How a Sentence Changed My Life

"At the tennis courts, two young women were in the middle of a match, 
playing well, their pleated skirts flying as they raced after the ball."


That one sentence changed my life. More to the point, it changed the direction of my art. I doubt the author - Sarah Waters - even remembers writing the words. They describe a scene in a park as observed by the two protagonists in her novel, The Paying Guests. I focused on them because of tennis (obviously) but within my imagination something came to life. The two women playing became Anna and Adah, who had a story all of their own, a story I had to tell. 

I was at the inevitable low point that follows the completion of a major project. I'd finished my first novel and, because I was steadfastly procrastinating its editing, I re-started work on another novel project I'd left unfinished while in grad school. After a couple weeks miserably slogging and fighting my way toward an ending, I realized I was deadlocked. I hit "save"one last time and seriously pondered my future as a writer.

I struggled for several reasons, none of which had anything to do with my ability to write. First of all, Stella and Maggie, the women I'd spent six months writing, were still so fresh in my mind. It was like we'd broken up or they'd moved away. I was lost and found myself completely unable to get into other characters. I felt like, in some strange way, I was cheating on them.

DATASET CONTENT.
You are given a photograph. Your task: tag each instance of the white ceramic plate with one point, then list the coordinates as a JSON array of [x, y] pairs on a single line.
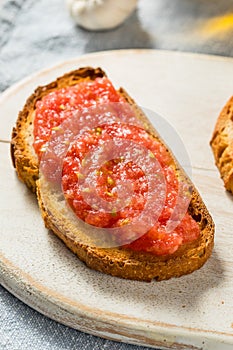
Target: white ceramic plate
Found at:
[[192, 312]]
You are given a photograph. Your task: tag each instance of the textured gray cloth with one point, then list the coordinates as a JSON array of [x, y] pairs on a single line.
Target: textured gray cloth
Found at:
[[36, 34]]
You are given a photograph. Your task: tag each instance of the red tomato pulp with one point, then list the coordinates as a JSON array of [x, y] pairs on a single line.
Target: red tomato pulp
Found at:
[[59, 105]]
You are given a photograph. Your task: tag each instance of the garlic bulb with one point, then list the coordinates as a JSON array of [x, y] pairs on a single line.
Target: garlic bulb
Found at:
[[100, 14]]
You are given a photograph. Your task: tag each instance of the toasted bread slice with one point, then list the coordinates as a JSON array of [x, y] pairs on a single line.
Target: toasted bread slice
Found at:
[[121, 262], [23, 155], [222, 144]]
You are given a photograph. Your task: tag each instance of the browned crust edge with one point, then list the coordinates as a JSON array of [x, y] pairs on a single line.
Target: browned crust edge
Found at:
[[222, 144], [117, 262], [25, 163]]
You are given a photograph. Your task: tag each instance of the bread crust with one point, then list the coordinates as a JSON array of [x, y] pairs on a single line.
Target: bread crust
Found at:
[[23, 156], [222, 144], [118, 262]]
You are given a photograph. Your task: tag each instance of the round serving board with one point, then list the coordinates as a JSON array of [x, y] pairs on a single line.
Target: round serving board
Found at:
[[192, 312]]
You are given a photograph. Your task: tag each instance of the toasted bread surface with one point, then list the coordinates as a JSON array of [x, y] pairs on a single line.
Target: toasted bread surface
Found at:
[[222, 144], [119, 262]]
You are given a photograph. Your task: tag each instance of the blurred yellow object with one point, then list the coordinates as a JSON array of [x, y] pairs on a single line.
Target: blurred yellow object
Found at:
[[218, 26]]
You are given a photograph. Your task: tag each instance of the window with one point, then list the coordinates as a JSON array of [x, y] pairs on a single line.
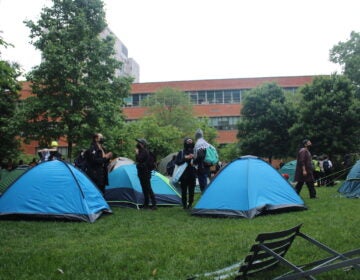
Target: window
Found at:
[[224, 123], [219, 97]]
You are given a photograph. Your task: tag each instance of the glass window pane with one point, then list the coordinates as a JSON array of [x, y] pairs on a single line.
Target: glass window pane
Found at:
[[219, 97]]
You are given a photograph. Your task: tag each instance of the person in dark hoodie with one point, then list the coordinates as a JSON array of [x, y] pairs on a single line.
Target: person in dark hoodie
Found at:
[[144, 172], [188, 178], [98, 160], [203, 170]]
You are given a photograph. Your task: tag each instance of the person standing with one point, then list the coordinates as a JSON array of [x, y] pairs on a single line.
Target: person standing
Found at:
[[203, 170], [97, 162], [142, 158], [188, 178], [304, 169]]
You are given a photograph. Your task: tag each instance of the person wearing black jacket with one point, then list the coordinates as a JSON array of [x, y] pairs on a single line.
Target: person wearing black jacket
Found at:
[[144, 172], [97, 162], [188, 178]]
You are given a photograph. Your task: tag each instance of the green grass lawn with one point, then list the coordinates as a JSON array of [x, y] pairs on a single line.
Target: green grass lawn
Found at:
[[168, 243]]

TASKS FOR THIS EXERCISE.
1) Retype the part of the essay that opens with the words containing "That one sentence" and closes with "as a writer.".
2) Answer from the essay:
(a) Which novel contains the sentence quoted at the top?
(b) What names did the two women playing tennis take on in the writer's imagination?
(c) How long had the writer spent writing Stella and Maggie?
You won't need the data for this work.

OUTPUTS BY TASK.
1)
That one sentence changed my life. More to the point, it changed the direction of my art. I doubt the author - Sarah Waters - even remembers writing the words. They describe a scene in a park as observed by the two protagonists in her novel, The Paying Guests. I focused on them because of tennis (obviously) but within my imagination something came to life. The two women playing became Anna and Adah, who had a story all of their own, a story I had to tell. 

I was at the inevitable low point that follows the completion of a major project. I'd finished my first novel and, because I was steadfastly procrastinating its editing, I re-started work on another novel project I'd left unfinished while in grad school. After a couple weeks miserably slogging and fighting my way toward an ending, I realized I was deadlocked. I hit "save"one last time and seriously pondered my future as a writer.

2)
(a) The Paying Guests
(b) Anna and Adah
(c) Six months